### Problem details
Please copy out the listing below line for line, leaving the pictures out of your copy.

### Dataset
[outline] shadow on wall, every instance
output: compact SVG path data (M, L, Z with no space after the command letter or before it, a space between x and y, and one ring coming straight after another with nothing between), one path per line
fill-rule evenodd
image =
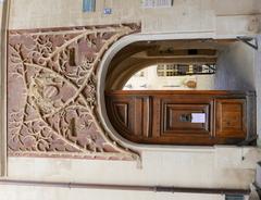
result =
M240 41L231 45L217 59L215 89L256 90L254 50Z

### Complete output
[outline] shadow on wall, every instance
output: compact SVG path data (M, L, Z with no space after the command letter or before it, a space between x and y, and one ring coming straight after another with nothing between), one path per line
fill-rule evenodd
image =
result =
M240 41L231 45L217 59L215 89L256 90L254 50Z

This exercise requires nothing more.